* [The input]:
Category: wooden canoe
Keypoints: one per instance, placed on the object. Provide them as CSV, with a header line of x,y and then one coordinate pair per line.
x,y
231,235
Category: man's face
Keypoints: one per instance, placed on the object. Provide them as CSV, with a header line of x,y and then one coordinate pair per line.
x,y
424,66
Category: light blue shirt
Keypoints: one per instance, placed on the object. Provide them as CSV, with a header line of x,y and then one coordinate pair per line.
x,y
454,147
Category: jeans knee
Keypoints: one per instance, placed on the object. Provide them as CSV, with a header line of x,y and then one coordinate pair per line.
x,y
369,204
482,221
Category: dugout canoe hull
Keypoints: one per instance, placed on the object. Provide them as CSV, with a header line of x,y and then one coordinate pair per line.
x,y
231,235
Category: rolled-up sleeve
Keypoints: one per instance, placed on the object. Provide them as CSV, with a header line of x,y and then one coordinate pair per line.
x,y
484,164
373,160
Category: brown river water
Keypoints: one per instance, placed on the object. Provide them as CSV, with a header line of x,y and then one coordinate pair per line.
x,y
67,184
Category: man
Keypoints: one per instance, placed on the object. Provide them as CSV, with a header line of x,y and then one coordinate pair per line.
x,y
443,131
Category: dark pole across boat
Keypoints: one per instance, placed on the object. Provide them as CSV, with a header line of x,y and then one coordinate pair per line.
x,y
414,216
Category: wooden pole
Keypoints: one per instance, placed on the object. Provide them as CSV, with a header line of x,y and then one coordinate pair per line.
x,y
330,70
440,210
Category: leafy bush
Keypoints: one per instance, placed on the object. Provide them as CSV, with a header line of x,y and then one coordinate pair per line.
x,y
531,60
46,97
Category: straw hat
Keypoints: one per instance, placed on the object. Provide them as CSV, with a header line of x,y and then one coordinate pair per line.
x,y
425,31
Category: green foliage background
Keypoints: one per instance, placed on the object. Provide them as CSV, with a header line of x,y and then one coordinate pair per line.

* [Assignment]: Copy the full listing word for word.

* [Expected output]:
Category: wooden canoe
Keypoints: one per instance, placed on the object. Provide them as CSV, with a header line of x,y and then one coordinate pair per line.
x,y
231,235
Category: man's face
Keypoints: one per instance, placed on the object. Provide them as CSV, with a header line of x,y and then one coordinate pair per line.
x,y
424,66
Category: light blue shirt
Keypoints: one per instance, placed on the object. Provide them as CSV, with a header line of x,y and then one coordinate pair per line.
x,y
454,147
Category: jeans knee
Keypoints: one per instance, placed on the object. Provide them as CSV, with a header line of x,y and then one coordinate pair per line.
x,y
369,204
482,221
Category: dugout canoe hull
Keypoints: one per instance, placed on the object. Provide them as CSV, with a header line of x,y and then one coordinate pair per line.
x,y
231,235
Category: rolled-up sleeve
Keypoints: one per instance, placed on the object. Provide them as CSV, with a header line of x,y and then one coordinate pair per line.
x,y
484,164
373,160
Category: brown river water
Keypoints: one per instance, placed on the object. Provide them as CSV, with a header line of x,y and then one coordinate pair per line.
x,y
67,184
Category: man
Keypoints: one per instance, placed on the object. Provide them as CSV, with a header line of x,y and then one coordinate pair per line.
x,y
443,131
Category: dark pole across boat
Keypoints: one per instance, placed on the object. Provide them as CSV, with a header line of x,y and then one coordinate pair per line.
x,y
414,216
Category: wooden pole
Keypoints: one per instance, placed on the object. Provide them as CSV, with a header line of x,y and then one coordinate pair per line.
x,y
330,70
440,210
Category: leafy bush
Keypoints: one per instance, placed on the object. Provide them as CSV, with a header line of x,y and then one coordinate pair per line.
x,y
531,60
46,97
Category: straw hat
Keypoints: one per instance, placed on the object. Provide them as CSV, with a header line of x,y and then one coordinate pair per line.
x,y
425,31
Category: green foliage background
Keypoints: one per instance, placed on the object. Provide them as CSV, with a header line of x,y and then one coordinate pair per line.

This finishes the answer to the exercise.